• Raw records:
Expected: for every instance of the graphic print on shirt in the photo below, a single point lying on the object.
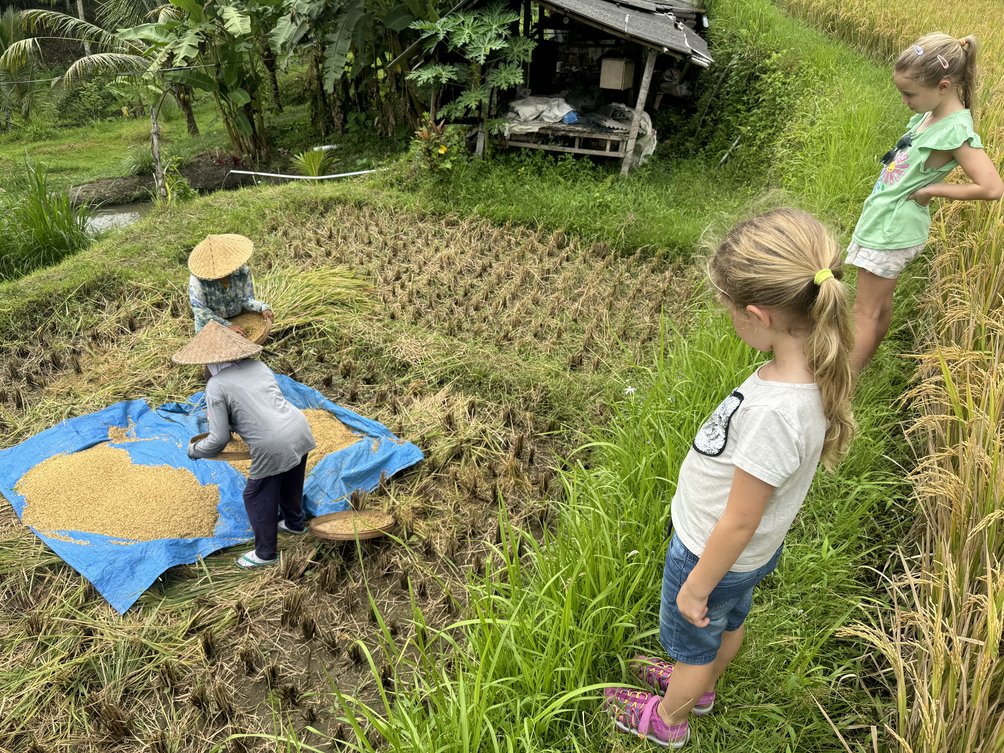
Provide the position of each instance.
(714, 435)
(893, 173)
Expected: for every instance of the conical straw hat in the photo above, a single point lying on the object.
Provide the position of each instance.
(219, 255)
(215, 343)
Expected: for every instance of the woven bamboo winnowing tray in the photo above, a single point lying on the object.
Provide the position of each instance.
(252, 322)
(349, 525)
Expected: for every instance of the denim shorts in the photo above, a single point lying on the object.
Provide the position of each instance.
(728, 605)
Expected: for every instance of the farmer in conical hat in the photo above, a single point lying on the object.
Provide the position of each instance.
(220, 285)
(242, 396)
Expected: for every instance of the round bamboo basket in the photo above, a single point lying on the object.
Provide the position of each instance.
(350, 525)
(226, 454)
(256, 325)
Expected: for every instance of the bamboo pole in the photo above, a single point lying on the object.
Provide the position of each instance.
(636, 120)
(155, 146)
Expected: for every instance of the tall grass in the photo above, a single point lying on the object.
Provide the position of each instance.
(550, 623)
(38, 227)
(943, 642)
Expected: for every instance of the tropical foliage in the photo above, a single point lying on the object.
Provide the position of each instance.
(20, 87)
(494, 57)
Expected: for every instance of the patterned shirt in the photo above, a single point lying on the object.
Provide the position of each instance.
(211, 301)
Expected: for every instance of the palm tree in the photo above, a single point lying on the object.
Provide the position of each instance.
(20, 87)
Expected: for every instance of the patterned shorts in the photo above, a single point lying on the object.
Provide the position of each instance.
(889, 264)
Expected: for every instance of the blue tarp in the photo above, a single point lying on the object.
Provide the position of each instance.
(120, 572)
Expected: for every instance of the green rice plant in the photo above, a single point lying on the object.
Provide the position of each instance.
(550, 623)
(942, 643)
(312, 162)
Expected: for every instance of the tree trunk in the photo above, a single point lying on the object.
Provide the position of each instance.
(183, 95)
(268, 57)
(79, 13)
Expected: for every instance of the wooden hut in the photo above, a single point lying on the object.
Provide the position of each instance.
(630, 51)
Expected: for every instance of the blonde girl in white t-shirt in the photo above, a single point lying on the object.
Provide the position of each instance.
(751, 465)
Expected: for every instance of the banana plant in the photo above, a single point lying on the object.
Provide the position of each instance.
(211, 46)
(494, 57)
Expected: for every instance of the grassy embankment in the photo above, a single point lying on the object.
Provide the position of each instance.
(525, 668)
(943, 642)
(490, 346)
(209, 657)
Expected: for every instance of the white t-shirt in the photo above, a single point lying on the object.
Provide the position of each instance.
(773, 431)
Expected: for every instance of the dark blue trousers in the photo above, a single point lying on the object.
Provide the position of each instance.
(265, 498)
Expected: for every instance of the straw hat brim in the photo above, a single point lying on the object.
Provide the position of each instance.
(219, 255)
(215, 343)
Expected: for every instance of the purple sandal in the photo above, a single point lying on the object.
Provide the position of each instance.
(656, 674)
(637, 713)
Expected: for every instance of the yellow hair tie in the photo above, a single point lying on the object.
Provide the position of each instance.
(822, 275)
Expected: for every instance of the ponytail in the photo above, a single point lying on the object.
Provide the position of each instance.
(968, 82)
(786, 259)
(936, 56)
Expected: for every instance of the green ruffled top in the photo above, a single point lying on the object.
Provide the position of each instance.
(891, 221)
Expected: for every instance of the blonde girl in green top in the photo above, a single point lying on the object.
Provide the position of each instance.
(937, 77)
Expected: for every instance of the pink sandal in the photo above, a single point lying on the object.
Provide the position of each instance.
(637, 713)
(656, 674)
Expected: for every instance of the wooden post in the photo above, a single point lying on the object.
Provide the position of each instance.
(636, 121)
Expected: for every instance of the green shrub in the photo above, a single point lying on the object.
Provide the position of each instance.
(139, 161)
(38, 227)
(313, 163)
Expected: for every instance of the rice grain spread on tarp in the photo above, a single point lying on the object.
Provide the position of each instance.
(100, 490)
(122, 568)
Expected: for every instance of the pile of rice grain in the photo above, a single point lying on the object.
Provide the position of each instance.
(99, 490)
(329, 434)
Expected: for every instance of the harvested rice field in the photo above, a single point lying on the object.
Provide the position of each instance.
(122, 499)
(488, 346)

• GIVEN PROBLEM:
Turn the lines of the entries above into a numbered list, leaving out blank lines and the pictures.

• FULL SOLUTION:
1. Expected: for every instance of the graphic print on shirt in the photo below, a single point lying on the object.
2. Provide the position of each instance.
3. (714, 435)
4. (893, 173)
5. Expected: for every instance of the conical straw hat in the photo above, a single point lying on the object.
6. Provide the position of each instance.
7. (219, 255)
8. (215, 343)
9. Expected: for every instance of the woven bamboo winnowing tray in the photo above, a single point lying on the object.
10. Provide the position of each instance.
11. (252, 322)
12. (349, 525)
13. Expected: for every instance of the denim shorts in the photo above, a single point lying on the object.
14. Provide the position of each instance.
15. (728, 605)
16. Expected: for every instance of the farmer in conical hat in the photo above, a single point lying on the object.
17. Provide the position of each instance.
18. (220, 285)
19. (242, 396)
20. Expected: for every instance of the round bamboo basket in the photo above, a single point lying on the object.
21. Provide the position of each instance.
22. (350, 525)
23. (226, 454)
24. (256, 325)
25. Expected: for every instance of the bamboo pole in the photo above, a single point lying on the object.
26. Provide the position of each instance.
27. (636, 120)
28. (155, 146)
29. Expected: for every instance of the tall grass in the photo above, a single point lying on the object.
30. Provide the position of each instance.
31. (550, 623)
32. (38, 227)
33. (943, 642)
34. Expected: for every instance of the tropical foliage in the photo above, a single point lying on the object.
35. Provide the position of each instance.
36. (20, 87)
37. (494, 57)
38. Expected: for every instance of the patterned shirt in the photo above, a single point lying on the object.
39. Provide the position of each instance.
40. (211, 301)
41. Expected: for every instance of the palm tree in the photo above, a single point lying on the object.
42. Provide the position of each instance.
43. (20, 87)
44. Expected: for every instance of the patterned shorts in the photo above, a single point lying on the object.
45. Provide the position of each instance.
46. (889, 264)
47. Expected: for every instance of the blue tarp in the photo above, a single point lying on the object.
48. Provide the position of each instance.
49. (120, 572)
50. Expected: for every instance of the green rice plant in the photo above, a single point lying on the object.
51. Provide the position of each instance.
52. (550, 623)
53. (942, 643)
54. (312, 162)
55. Expected: for every instance of the tree trunk in the photo above, a single point lying on the object.
56. Provide the position of each instance.
57. (183, 95)
58. (268, 57)
59. (79, 13)
60. Expected: for every instance of the wooden hut in the photo above, a single point lying on the object.
61. Provide the position of each instance.
62. (630, 51)
63. Expected: for every instance of the blonde girl in white t-shirt in the photo above, a single point lying on the object.
64. Provide the position of each instance.
65. (751, 465)
66. Expected: for every instance of the banana plant in the photo above, a single point lying on the object.
67. Provide the position of each instance.
68. (211, 46)
69. (494, 57)
70. Expected: for every instance of the grassy embankment in the photo above, a single point lying on the object.
71. Provide the position of each instance.
72. (525, 668)
73. (943, 642)
74. (490, 346)
75. (209, 657)
76. Expected: for every instance of the white t-shirt in the photo above, a single point lying on the object.
77. Provide the position of each instance.
78. (773, 431)
79. Expected: for every instance of the dark blue trousers in the photo above, a single point lying on the object.
80. Provide the position of each instance.
81. (265, 498)
82. Expected: for every instance of the straw hat brim in the photo above, a single point lying on the object.
83. Provide the position of each instance.
84. (219, 255)
85. (215, 343)
86. Expected: for every instance of the purple sandal in the photo above, a single point lying on the object.
87. Provide the position of each instance.
88. (656, 674)
89. (637, 713)
90. Expected: for every instance of the yellow hair tie in the photo above, a single point lying on the object.
91. Provide the position of each instance.
92. (822, 275)
93. Expected: for every instance of the ponytail in the photo above, a single point lying on the object.
94. Provide the position of each instance.
95. (968, 82)
96. (786, 259)
97. (936, 56)
98. Expected: for every instance of the green ruffled top in the photo above, a single point lying on the object.
99. Provide the position of each instance.
100. (891, 221)
101. Expected: for every instance of the blonde girl in green top in the photo above, a single point lying on the object.
102. Provide the position of each instance.
103. (937, 77)
104. Expected: for every instance of the pink sandal in the photo above, a single point lying on the object.
105. Provide the position of each instance.
106. (637, 713)
107. (656, 674)
108. Expected: for every instance of the wooden post in the photo above, a single point lying on the object.
109. Provide the position of each instance.
110. (636, 121)
111. Expected: for every instance of the green shrub in the photo above, a single point lying on the object.
112. Provide the position of each instance.
113. (139, 161)
114. (38, 227)
115. (313, 163)
116. Expected: for every instance of the rice grain spread on tarp in the photo above, a single point lying on the object.
117. Provide the position of each instance.
118. (100, 490)
119. (122, 568)
120. Expected: for every instance of the pile of rice grain in the photo above, a single point lying on the object.
121. Provide the position of each instance.
122. (99, 490)
123. (329, 434)
124. Expected: for every instance of the harvested rice field in the photo above, a single point lying on the object.
125. Provide the position of each instance.
126. (122, 499)
127. (488, 346)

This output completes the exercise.